Input material Block Start

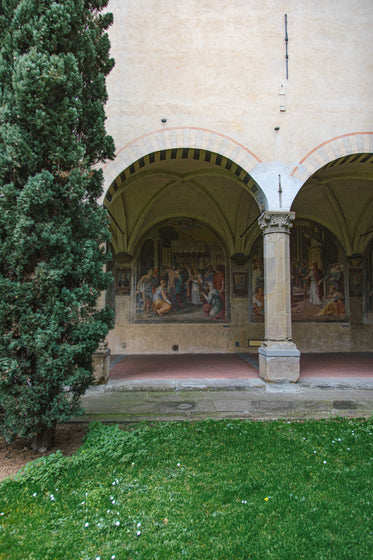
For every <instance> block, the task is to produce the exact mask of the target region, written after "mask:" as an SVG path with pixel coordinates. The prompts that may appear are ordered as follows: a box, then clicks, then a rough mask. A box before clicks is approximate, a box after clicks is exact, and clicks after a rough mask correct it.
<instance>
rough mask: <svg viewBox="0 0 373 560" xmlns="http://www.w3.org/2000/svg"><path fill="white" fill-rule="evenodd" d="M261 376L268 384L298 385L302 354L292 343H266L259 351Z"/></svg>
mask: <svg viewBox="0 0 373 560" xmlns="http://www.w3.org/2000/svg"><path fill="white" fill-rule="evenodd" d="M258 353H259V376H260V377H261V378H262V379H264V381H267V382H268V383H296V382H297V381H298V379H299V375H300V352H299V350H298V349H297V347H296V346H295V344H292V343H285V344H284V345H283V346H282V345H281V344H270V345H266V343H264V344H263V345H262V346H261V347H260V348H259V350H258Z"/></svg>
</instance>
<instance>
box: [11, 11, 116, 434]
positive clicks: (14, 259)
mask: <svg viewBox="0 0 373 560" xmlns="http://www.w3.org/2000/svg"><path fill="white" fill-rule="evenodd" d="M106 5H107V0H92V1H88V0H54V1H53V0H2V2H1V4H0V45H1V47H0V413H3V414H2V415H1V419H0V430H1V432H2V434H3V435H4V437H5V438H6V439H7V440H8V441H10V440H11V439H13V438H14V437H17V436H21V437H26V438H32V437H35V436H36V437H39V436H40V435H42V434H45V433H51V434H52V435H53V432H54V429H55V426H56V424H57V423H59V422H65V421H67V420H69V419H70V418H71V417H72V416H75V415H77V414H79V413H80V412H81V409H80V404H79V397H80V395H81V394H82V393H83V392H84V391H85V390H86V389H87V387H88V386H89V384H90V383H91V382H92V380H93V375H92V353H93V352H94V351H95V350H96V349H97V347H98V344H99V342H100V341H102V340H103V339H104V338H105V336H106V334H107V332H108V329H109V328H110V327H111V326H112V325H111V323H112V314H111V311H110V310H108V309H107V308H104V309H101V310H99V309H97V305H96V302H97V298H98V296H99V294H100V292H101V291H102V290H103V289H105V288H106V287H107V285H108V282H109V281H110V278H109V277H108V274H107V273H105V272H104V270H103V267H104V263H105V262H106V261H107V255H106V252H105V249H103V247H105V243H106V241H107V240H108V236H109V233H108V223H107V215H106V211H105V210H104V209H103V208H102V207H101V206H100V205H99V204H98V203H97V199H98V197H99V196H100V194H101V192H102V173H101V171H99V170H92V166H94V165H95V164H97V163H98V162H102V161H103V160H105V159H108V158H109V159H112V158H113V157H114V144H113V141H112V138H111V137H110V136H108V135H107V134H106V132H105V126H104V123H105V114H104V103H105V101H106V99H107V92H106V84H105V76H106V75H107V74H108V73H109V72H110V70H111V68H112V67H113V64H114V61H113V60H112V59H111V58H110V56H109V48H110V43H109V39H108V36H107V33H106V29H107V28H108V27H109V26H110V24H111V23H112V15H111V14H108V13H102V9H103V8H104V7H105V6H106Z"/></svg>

Input material Block End

Format all the rows above as a numbered list with one line per item. Omit blank lines and leave the pictures out.

1. For every <instance> block, the task is to produce the exact mask of the target region, written after "mask:" as an SVG path with pixel coordinates. The prompts that may appear are ordered as follows: a box, then clicks, then a rough mask. A box before clicks is approximate, a box after clicks is exact, and clicks after a rough mask correct it.
2. <instance>
3. rough mask: <svg viewBox="0 0 373 560" xmlns="http://www.w3.org/2000/svg"><path fill="white" fill-rule="evenodd" d="M261 376L268 384L298 385L302 354L292 343H266L259 351Z"/></svg>
4. mask: <svg viewBox="0 0 373 560" xmlns="http://www.w3.org/2000/svg"><path fill="white" fill-rule="evenodd" d="M258 353H259V376H260V377H261V378H262V379H264V381H267V382H268V383H296V382H297V381H298V379H299V375H300V352H299V350H298V349H297V347H296V346H295V344H292V343H285V344H284V345H283V346H282V345H281V344H270V345H266V343H264V344H263V345H262V346H261V347H260V348H259V350H258Z"/></svg>
5. </instance>
6. <instance>
7. box: [11, 11, 116, 434]
8. positive clicks: (14, 259)
9. mask: <svg viewBox="0 0 373 560" xmlns="http://www.w3.org/2000/svg"><path fill="white" fill-rule="evenodd" d="M106 5H107V0H92V1H88V0H54V1H53V0H2V2H1V4H0V45H1V47H0V413H3V414H2V415H1V419H0V430H1V432H2V434H3V435H4V437H5V438H6V439H7V440H8V441H10V440H11V439H13V438H14V437H17V436H21V437H26V438H32V437H35V436H36V437H39V436H40V435H42V434H45V433H51V434H52V435H53V432H54V429H55V426H56V424H57V423H59V422H65V421H67V420H69V419H70V418H71V417H72V416H75V415H77V414H79V413H80V412H81V409H80V404H79V397H80V395H81V394H82V393H83V392H84V391H85V390H86V389H87V387H88V386H89V384H90V383H91V382H92V380H93V375H92V353H93V352H94V351H95V350H96V349H97V347H98V344H99V342H100V341H102V340H103V339H104V338H105V336H106V334H107V332H108V329H109V328H110V327H111V326H112V325H111V323H112V314H111V311H110V310H108V309H107V308H104V309H101V310H99V309H97V305H96V302H97V298H98V296H99V294H100V292H101V291H102V290H103V289H105V288H106V287H107V285H108V282H109V281H110V278H109V277H108V274H107V273H105V272H104V270H103V267H104V263H105V262H106V261H107V255H106V252H105V249H103V247H105V243H106V241H107V240H108V236H109V233H108V223H107V215H106V211H105V210H104V209H103V208H102V207H101V206H100V205H99V204H98V203H97V199H98V197H99V196H100V194H101V192H102V173H101V171H99V170H92V166H94V165H95V164H97V163H98V162H102V161H103V160H105V159H108V158H109V159H112V158H113V157H114V144H113V141H112V138H111V137H110V136H108V135H107V134H106V132H105V126H104V123H105V114H104V103H105V101H106V99H107V92H106V84H105V76H106V75H107V74H108V73H109V72H110V70H111V68H112V67H113V64H114V61H113V60H112V59H111V58H110V56H109V48H110V43H109V39H108V36H107V33H106V29H107V28H108V27H109V26H110V24H111V23H112V15H111V14H108V13H102V9H103V8H104V7H105V6H106Z"/></svg>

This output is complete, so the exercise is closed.